- **EXERCISE OBJECTIVE**: Word for word, restate the entries below, but exclude the images.

Start of MATERIAL PROVIDED

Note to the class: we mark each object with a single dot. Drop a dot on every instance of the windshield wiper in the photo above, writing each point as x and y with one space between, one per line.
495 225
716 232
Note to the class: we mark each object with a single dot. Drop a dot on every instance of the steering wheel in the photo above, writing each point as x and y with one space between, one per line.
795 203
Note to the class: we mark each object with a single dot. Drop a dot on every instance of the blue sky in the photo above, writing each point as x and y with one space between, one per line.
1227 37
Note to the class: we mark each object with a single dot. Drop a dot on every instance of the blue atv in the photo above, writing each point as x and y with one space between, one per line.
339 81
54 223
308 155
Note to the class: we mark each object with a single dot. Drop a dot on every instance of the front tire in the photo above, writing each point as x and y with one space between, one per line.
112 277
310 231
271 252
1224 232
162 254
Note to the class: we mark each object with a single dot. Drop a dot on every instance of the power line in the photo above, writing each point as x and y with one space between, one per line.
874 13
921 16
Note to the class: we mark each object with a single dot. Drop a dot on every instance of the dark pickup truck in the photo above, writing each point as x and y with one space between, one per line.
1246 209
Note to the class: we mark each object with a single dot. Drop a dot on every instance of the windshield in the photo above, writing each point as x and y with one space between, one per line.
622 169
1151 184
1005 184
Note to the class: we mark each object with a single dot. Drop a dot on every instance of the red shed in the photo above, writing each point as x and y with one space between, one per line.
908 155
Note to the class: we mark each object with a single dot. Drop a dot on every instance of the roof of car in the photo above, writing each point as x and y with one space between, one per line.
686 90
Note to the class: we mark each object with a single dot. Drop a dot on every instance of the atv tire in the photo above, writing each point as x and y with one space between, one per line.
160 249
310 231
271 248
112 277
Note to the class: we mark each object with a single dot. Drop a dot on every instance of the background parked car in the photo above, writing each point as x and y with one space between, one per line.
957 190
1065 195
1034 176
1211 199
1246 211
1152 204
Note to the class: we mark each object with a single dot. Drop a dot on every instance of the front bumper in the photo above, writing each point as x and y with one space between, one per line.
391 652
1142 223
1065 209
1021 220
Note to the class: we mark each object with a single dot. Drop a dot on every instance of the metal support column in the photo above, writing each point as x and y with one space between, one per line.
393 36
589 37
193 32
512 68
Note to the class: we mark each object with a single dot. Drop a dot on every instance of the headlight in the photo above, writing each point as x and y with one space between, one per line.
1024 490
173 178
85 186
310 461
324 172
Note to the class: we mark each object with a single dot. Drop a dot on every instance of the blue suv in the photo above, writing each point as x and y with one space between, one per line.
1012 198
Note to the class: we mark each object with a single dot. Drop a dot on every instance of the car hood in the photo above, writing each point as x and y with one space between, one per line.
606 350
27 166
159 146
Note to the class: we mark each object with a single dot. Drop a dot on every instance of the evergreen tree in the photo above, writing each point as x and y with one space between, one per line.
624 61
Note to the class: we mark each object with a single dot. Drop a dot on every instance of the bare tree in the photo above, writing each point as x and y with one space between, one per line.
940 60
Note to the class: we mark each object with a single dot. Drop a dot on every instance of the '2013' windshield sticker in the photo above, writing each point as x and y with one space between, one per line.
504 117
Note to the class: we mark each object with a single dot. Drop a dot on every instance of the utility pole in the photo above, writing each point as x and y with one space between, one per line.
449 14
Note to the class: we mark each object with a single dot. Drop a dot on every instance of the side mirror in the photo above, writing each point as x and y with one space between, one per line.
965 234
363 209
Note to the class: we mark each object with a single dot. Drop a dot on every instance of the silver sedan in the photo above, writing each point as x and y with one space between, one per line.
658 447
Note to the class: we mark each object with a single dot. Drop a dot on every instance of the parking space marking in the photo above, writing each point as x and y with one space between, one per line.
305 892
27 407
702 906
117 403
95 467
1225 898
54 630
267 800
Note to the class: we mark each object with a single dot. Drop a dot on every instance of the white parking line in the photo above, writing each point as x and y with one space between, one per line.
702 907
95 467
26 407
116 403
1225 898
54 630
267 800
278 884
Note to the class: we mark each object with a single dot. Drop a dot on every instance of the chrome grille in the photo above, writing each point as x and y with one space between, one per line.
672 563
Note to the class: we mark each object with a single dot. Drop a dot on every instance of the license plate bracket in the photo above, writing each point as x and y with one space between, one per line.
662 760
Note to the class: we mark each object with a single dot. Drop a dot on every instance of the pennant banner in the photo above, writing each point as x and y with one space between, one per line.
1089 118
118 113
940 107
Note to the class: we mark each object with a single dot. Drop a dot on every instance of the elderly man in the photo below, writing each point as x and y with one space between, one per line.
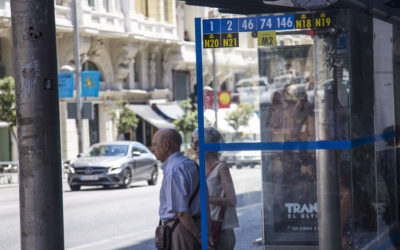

End of MATERIAL PROVIDED

- **OUTPUT BELOW**:
Note to the class: we mark each object with a single dot. Drop a dot on every instance of the windshield wiper in the photo above, writing each point as x and y with one space between, one per line.
495 225
716 232
Note to the class: we mark each object with a single dot. Drop a dot on every instance of the steering wheel in the photo above, writing each point as x and y with one space between, one per line.
795 203
Note to the class: we mark each object with a single dot. Drop a dot on every instance of the blue sky in the photo above, writing each point as x and y with one space between, one per line.
1227 37
Note to the class: we mark each object with a single dot. Drop a dot on every instance of the blue atv in the photo above, writing each point as x and y with one space between, one per line.
339 81
54 223
308 155
Note to the class: we mark each object with a single dot. Drop a dot on every instance of the front tire in the photo above, writing each point as x and y with one space between, one per line.
112 277
310 231
271 252
1224 232
162 254
Note to the class: we mark each object with a single dot. Drop a dot on every instance of the power line in the photo above, writing each point as x and y with one space between, one per line.
874 13
921 16
Note to the class: we mark each object with a single dot. Drop a dot on every instance of the dark pickup truck in the photo above, writing each point as x and y with one space between, one per line.
1246 209
Note to the class: we mark each object with a single dot. Drop a dot on every instance of the windshield in the photo above, writing each point as x and y with one space between, one per line.
622 169
1151 184
1005 184
Note to the class: we mark each object with a single dot. Drop a dot on every instance of the red shed in the photo above, writing each point as x and y with one space between, one per line.
908 155
Note to the class: we mark each object with a single dot. Drop a dot on every instance of the roof of car in the photo above, writing each point as x and y with one space between, one per line.
686 90
Note to the class: we mark each object with a single dot. Drop a dot on every instance of the atv tire in the photo above, writing each point as x and y with one space between, one per line.
160 249
310 231
271 248
112 277
Note to the class: we mark each object with a single dot. Drop a dot on every instance of the background parked car in the photo above, writing each point as x and y with one space between, one per line.
957 190
1065 195
1034 176
1211 199
1246 211
1152 204
Note to the class: we mark each object with a single dot. Drop a dot on every instance of the front bumper in the photo above, writing each point as x and y with one space between, one per line.
391 652
1142 223
1065 209
1021 220
Note to the class: we mark each object with a single dot. Drop a dot on every instance of the metal support column in the photo above, writing each point as x and y with one space between, one per line.
393 36
589 37
193 32
512 68
Note to the class: we mark each object with a single dot. Drop a dot on every instance of the headlight in the photo above, writing each point as x and y with one space between, one per line.
1024 490
173 178
85 186
310 461
324 172
Note to the class: we mark each object with a single dot. Drop a dot on every instance of the blue suv in the photo above, writing each point as x and y with one space between, one per line.
1012 198
Note to the class: we mark each object with a single dot. Drop a dot on every instance of the car hood in the photo above, writing each point as x and y with one space between, one per line.
606 350
27 166
159 146
Note to the class: we mark each object with a single dot. Drop a dot on every instance of the evergreen tree in the photo above, writing each point as x and y with one space between, one per line.
624 61
Note to the class: we mark each object with a single dot. Drop a dot on every instance of the bare tree in the photo above, writing each point as x and y with one space between, one per line.
940 60
Note to the class: we mark each object with a single dot. Drop a dot on every instance of the '2013' windshield sticker in the photo above, writing each point as x and y with one space between, one per line.
504 117
Note to the class: we mark each object with a single dot. Drop a dot on every instance of the utility pole in the photo above, writing each point as x and y with one space between, one per line.
449 14
Note to the class: we mark each object with a single dot. Drop a dot on every instance of the side mirror in the photo above, writing each point as x and y with one space between, one per line.
965 234
363 209
Note to the class: we mark each object with a single dot. Drop a dot on every instance of the silver sedan in the photo above, writing each point as x and y with one space between, one per line.
658 447
Note to the class: we mark each object with a single dot. Drop a dot on every instance of the parking space marking in the photo above, writing each point as x and y with one space between, one per line.
305 892
27 407
702 906
117 403
95 467
1225 898
54 630
267 800
Note to the class: we mark each object with a single dot. Drop a dot on every instance of the white parking line in the photo above, writing each point as x and y with one space between, one per line.
702 907
95 467
26 407
116 403
1225 898
54 630
267 800
278 884
Note to the class: we mark each object with a single dot. Drop a dot on every instance of the chrome grille in the photo above, writing each point as x and y with one space between, one per line.
672 563
Note to the class: we mark each object with a single dot. Drop a dot on every instance of the license plate bracket in the photo above, writing each point as x and y with one space between, one per line.
662 760
Note to the class: we mark each object with a single dot. Drop a dot on every instance of the pennant banner in the photo above, writing each point as x and y with one space between, one per line.
1089 118
118 113
940 107
Note to the class: we mark each object with a single dot. Drop a dot on every instance of the elderly man in the photo below, writing each point as x and y with one space between, one per line.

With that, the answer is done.